▸ Erklärtes Ziel 1
Schreibe aus dem Artikel über Portugals Sieg in der Nations League die Passage wörtlich ab, die mit „Vielleicht lief Ronaldo“ beginnt und bis einschließlich „der EM-Triumph 2016.“ reicht.

▸ Textabschnitt
· · · · · · ·

Ronaldo – Sieger, Diva und Vermittler
Portugal mit einem unauffälligen Superstar gewinnt durch ein 1:0 im Finale über die Niederlande die Nations League
Der um einen halben Kopf kleinere Bernardo Silva schaute fast entschuldigend zu Cristiano Ronaldo hoch, doch der Superstar ließ ihn eiskalt abblitzen. Während die anderen Kollegen den kleinen Dribbelkönig anerkennend auf Kopf und Hals klopften, blickte Ronaldo missmutig auf ihn herab. Womöglich empfand es Portugals Ausnahmekönner als Majestätsbeleidigung, dass nicht er, sondern Bernardo Silva zum besten Spieler im Premierenjahr der Nations League ernannt wurde.
Vielleicht lief Ronaldo auch deshalb mit fast kindlicher Freude mit der Silbertrophäe herum, die man ihm als Kapitän nach dem 1:0 (0:0)-Finalsieg Portugals gegen die Niederlande nicht vorenthalten konnte. Ronaldo und Co. feierten so, als sei dieser Erfolg im neuen und umstrittenen Uefa-Wettbewerb so viel wert wie der EM-Triumph 2016.
„Gott sei Dank haben sich die Dinge in den letzten Jahren für das Nationalteam sehr gut entwickelt. Portugal hat wichtige Wettbewerbe gewonnen wie die EM und nun die Nations League“, sagte Ronaldo. „Es sieht nach einem einfachen Job aus, aber es ist hart. Es braucht sehr viel Entschlossenheit und Willen.“
Und davon, das stellte der 34Jährige klar, verfüge er noch im Übermaß. Er wolle noch „viele, viele Jahre“in der Nationalelf auflaufen, sagte er. Im Endspiel war Ronaldo zwar kein Faktor, doch im Halbfinale gegen die Schweiz (3:1) hatte er mit einem Dreierpack seine ganze Klasse gezeigt. „Ich denke, dass ich immer noch ein nützlicher Spieler bin“, sagte der Star-Stürmer von Juventus Turin.

· · · · · · ·

▸ Arbeitsdaten
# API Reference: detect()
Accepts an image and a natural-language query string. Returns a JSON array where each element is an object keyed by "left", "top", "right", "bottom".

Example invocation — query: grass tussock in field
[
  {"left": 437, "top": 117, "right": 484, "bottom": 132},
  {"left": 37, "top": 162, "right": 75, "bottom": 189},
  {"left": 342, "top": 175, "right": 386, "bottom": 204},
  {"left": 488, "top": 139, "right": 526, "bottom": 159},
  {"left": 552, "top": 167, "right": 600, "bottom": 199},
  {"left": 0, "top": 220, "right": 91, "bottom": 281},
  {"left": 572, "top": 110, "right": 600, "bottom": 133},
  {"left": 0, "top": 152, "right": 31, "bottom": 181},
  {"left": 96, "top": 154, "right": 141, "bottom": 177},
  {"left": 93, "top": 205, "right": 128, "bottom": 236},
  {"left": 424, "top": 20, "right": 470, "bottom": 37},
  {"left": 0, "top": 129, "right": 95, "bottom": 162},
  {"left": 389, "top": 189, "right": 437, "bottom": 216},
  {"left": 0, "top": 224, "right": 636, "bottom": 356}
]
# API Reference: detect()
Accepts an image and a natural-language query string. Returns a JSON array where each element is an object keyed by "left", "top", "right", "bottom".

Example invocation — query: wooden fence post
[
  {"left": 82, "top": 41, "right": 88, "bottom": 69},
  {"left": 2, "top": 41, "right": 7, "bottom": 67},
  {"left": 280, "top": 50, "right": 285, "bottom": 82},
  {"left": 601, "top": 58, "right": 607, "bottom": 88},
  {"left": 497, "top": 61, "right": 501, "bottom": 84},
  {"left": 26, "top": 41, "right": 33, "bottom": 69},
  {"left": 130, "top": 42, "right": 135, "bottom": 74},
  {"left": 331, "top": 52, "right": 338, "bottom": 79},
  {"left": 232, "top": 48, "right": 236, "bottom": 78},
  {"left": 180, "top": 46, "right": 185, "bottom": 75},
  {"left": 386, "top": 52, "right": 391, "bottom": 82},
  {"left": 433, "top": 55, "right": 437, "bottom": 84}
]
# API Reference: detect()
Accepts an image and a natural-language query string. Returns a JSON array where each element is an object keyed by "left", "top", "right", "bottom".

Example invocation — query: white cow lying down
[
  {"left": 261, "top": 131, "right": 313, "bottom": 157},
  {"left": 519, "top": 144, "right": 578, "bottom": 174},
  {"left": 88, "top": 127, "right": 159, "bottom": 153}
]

· · · · · · ·

▸ Erklärtes Ziel 2
Gib jede Zeile der Datensätze an, in der die Zeichenfolge „invocation“ vorkommt. Groß- und Kleinschreibung sind dabei zu beachten.

▸ Antwort 1
Vielleicht lief Ronaldo auch deshalb mit fast kindlicher Freude mit der Silbertrophäe herum, die man ihm als Kapitän nach dem 1:0 (0:0)-Finalsieg Portugals gegen die Niederlande nicht vorenthalten konnte. Ronaldo und Co. feierten so, als sei dieser Erfolg im neuen und umstrittenen Uefa-Wettbewerb so viel wert wie der EM-Triumph 2016.

▸ Antwort 2
Example invocation — query: grass tussock in field
Example invocation — query: wooden fence post
Example invocation — query: white cow lying down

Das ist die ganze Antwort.